### [What the task asks]
Reproduce word for word the stretch of the essay about the concert house workout that begins at "So back at work" and ends after "to need it!".

### [Quoted passage]
Content starts
So last Monday, I find myself running up and down the city concert house steps. The chorus in my head is screaming “Give this lunacy up”! Then I am lunge jumping, push upping and burpeeing all over the place. All the time the training is screaming at me “Get those knees up, get that chest down to the ground, go deeper in the knees, come on sprint beat the person in front of you, beat them”. I did point out at this stage, so as to spare her vocals, that I’m a yogi, I’m not competitive and I definitely don’t care if someone runs, jumps, lunges deeper than me, but this was to no avail. I admired her persistence. And I admired mine as well. Even though I was the slowest and probably the least conditioned to it, I persevered. I was reminded of one of our neighbours from a few years back who was a captain in the military police who advised me that the only way she got through the tough physical component of her path was by putting one foot after the after and so on.
So I did this. I kept plodding along even though I was the shade of a beetroot and I was a tinsey winsey bit concerned I might be on the verge of a heart attack. I began to watch my thoughts, my resistance, my avoidance, I watched myself work up to a eminent dummy spit and then let it all pass over. I was reminded that your free to think anything but you don’t have to act on it. This is the beauty of the freedom of thought and it’s a far greater beauty than the freedom of speech. Life can push you in all sorts of directions and it will, and your mind will always chase after it, but the rest of you doesn’t have to follow, the rest of you can just keep putting one foot in front of the other, or as I like to say, taking one breath after the other.
So back at work as I sat at my desk in all my beetroot glory, I scheduled in Monday and Wednesday lunchtimes for the continuance of my training sessions. I’m looking forward to working with the trainer and the rest of my fellow employees towards more aerobic fitness and building stronger work relations. However, what I am most looking forward to is the continuing work with myself, my thoughts, my reactions and resistance to become aware how I have chosen to construct this side of myself. Wish me luck, I’m going to need it!
Content ends
### [Supplied information]
Content starts
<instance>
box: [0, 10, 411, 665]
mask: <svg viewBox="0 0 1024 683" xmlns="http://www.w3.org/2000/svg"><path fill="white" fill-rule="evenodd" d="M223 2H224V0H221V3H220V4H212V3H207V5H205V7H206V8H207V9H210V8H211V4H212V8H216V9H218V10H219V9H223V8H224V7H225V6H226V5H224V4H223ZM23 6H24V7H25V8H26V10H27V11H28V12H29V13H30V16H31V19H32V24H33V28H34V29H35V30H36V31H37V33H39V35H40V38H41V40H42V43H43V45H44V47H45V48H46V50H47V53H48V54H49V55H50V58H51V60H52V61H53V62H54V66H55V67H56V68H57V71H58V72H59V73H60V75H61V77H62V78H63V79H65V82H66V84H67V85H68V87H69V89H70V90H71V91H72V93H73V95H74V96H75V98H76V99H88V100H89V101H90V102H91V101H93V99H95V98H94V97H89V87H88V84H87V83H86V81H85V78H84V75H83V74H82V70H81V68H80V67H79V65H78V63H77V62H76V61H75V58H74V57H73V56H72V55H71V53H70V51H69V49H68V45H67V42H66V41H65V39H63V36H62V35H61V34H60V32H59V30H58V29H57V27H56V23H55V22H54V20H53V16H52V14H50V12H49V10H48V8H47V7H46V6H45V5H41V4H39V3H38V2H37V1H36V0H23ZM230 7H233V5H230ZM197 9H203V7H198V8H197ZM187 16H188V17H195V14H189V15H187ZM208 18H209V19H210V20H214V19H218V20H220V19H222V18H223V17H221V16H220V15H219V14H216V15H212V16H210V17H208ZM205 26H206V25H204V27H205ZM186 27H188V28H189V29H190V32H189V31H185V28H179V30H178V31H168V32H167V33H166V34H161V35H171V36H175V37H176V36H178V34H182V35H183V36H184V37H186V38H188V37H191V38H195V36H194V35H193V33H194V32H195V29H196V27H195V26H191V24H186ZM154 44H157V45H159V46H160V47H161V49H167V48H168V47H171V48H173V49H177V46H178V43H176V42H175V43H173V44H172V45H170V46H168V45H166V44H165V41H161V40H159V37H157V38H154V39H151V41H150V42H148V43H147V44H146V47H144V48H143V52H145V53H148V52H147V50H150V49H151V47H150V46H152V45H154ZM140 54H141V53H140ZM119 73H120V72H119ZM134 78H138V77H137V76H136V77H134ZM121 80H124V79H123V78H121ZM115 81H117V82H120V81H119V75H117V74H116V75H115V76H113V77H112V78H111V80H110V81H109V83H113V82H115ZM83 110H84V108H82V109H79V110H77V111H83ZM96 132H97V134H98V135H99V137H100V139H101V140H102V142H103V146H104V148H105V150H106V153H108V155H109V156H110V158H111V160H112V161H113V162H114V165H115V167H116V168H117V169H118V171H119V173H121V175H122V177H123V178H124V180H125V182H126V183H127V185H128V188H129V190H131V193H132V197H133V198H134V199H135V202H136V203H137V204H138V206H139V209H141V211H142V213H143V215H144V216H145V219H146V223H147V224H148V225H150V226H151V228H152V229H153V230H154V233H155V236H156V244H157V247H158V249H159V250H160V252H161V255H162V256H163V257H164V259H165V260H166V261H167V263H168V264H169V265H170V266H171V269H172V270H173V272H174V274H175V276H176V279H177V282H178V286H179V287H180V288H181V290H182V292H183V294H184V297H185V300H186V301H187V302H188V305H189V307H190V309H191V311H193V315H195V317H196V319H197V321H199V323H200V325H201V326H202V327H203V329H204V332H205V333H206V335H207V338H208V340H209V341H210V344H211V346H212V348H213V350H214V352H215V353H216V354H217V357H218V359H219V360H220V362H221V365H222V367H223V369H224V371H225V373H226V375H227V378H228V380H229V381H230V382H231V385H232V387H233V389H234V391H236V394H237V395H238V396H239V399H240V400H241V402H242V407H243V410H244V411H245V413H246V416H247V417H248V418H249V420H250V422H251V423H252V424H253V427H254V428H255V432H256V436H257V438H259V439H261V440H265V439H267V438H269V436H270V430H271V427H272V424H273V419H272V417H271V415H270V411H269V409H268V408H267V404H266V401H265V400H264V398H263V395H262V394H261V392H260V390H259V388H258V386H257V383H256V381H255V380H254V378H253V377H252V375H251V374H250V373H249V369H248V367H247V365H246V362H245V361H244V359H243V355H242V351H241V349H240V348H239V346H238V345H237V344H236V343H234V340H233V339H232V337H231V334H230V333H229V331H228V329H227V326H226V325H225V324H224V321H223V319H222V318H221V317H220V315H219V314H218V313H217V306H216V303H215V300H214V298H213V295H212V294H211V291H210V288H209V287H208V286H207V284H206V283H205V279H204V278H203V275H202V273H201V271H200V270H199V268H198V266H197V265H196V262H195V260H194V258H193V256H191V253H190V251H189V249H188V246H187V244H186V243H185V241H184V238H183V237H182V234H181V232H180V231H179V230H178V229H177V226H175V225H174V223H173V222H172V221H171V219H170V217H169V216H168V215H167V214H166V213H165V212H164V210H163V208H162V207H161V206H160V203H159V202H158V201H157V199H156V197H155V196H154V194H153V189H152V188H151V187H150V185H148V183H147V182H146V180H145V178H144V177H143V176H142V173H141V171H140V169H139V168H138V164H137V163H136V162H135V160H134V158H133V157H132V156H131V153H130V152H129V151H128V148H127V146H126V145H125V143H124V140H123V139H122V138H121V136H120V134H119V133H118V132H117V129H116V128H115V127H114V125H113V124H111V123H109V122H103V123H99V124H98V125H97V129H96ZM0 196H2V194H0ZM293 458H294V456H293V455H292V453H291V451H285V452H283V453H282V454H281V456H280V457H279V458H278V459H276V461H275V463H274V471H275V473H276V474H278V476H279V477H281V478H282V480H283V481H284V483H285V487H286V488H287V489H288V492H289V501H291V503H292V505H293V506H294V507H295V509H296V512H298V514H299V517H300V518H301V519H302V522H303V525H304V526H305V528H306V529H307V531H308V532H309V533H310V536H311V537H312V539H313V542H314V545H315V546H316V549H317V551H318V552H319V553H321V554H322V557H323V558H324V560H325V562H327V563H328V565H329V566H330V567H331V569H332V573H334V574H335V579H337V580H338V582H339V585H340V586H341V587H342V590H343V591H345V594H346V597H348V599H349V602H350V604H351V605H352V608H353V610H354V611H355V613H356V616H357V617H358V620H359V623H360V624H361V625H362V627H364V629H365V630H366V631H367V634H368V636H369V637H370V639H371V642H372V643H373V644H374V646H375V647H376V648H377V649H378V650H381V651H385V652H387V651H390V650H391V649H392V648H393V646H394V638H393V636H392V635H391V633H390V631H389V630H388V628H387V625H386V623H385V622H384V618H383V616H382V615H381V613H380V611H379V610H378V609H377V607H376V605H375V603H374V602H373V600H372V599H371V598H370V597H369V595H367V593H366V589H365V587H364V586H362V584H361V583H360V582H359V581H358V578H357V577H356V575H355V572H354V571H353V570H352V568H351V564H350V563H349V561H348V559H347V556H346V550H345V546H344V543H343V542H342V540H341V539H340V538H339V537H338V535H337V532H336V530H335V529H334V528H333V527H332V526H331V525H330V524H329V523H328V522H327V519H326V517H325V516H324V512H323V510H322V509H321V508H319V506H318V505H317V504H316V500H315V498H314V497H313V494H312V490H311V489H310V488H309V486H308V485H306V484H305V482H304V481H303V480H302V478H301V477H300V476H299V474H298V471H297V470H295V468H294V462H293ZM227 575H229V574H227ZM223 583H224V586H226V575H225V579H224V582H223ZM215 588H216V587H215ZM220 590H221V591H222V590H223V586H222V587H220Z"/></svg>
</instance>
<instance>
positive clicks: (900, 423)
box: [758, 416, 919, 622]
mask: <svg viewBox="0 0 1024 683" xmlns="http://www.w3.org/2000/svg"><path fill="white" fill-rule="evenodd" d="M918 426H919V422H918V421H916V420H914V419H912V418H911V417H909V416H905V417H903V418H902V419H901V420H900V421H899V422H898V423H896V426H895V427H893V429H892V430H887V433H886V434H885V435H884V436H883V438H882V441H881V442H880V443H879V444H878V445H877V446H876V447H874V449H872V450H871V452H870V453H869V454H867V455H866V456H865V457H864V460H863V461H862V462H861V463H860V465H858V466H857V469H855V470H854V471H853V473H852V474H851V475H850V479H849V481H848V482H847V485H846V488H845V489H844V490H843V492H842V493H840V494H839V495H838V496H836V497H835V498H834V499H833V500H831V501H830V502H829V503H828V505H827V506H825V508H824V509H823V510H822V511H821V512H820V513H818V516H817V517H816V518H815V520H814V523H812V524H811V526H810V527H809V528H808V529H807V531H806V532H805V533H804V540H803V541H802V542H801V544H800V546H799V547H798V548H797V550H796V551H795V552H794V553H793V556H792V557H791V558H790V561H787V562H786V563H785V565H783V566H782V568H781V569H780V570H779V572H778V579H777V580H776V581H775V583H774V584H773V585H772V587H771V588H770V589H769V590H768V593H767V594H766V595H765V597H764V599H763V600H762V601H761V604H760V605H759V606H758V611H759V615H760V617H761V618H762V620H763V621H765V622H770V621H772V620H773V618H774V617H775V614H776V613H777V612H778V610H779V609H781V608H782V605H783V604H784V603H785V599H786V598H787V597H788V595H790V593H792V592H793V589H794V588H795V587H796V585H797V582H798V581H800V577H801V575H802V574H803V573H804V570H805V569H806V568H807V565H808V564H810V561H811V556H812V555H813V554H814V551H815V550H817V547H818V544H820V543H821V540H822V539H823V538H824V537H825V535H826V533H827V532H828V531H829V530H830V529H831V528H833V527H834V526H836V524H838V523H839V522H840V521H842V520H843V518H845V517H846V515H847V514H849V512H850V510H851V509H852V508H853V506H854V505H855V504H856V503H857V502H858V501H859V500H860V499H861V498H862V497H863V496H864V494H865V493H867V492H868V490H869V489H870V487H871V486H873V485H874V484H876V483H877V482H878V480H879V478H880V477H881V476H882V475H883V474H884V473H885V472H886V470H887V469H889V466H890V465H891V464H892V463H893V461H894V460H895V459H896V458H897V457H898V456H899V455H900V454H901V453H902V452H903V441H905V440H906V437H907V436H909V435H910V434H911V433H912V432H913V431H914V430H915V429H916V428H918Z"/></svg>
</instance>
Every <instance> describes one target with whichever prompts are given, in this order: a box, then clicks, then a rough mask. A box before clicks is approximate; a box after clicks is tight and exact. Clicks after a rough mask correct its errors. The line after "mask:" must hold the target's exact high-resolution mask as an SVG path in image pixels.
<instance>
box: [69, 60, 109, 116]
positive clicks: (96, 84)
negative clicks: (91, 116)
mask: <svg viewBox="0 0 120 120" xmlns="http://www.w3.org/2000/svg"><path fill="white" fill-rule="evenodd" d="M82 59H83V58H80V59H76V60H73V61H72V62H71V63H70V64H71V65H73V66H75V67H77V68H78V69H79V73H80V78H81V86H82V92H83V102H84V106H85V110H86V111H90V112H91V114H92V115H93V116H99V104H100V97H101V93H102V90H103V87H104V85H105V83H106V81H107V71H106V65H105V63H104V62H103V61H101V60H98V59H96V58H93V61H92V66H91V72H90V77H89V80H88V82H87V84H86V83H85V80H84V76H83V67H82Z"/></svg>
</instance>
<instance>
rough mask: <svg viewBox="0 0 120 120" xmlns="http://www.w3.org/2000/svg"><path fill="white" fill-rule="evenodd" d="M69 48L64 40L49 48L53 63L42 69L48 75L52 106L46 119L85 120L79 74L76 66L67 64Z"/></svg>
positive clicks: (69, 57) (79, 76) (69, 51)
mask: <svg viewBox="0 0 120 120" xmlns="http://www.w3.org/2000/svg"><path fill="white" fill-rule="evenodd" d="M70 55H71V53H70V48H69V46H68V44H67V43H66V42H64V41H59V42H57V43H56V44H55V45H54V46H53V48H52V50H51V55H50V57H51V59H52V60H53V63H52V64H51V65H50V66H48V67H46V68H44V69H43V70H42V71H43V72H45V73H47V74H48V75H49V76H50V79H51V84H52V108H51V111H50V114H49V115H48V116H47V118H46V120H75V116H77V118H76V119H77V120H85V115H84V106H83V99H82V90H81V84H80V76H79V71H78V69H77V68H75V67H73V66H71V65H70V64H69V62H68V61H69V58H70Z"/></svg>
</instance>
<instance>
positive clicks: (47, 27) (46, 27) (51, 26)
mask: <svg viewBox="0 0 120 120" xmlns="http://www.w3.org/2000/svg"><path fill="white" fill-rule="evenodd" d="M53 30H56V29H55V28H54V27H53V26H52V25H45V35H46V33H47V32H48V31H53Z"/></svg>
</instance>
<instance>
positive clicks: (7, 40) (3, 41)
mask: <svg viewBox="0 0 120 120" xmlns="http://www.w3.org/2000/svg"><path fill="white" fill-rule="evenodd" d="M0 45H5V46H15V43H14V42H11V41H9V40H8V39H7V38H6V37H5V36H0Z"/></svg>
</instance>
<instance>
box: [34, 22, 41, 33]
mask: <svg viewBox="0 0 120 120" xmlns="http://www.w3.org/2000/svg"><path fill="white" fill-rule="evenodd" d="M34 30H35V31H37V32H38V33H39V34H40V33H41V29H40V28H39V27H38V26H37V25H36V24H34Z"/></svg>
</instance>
Content ends
### [Written solution]
So back at work as I sat at my desk in all my beetroot glory, I scheduled in Monday and Wednesday lunchtimes for the continuance of my training sessions. I’m looking forward to working with the trainer and the rest of my fellow employees towards more aerobic fitness and building stronger work relations. However, what I am most looking forward to is the continuing work with myself, my thoughts, my reactions and resistance to become aware how I have chosen to construct this side of myself. Wish me luck, I’m going to need it!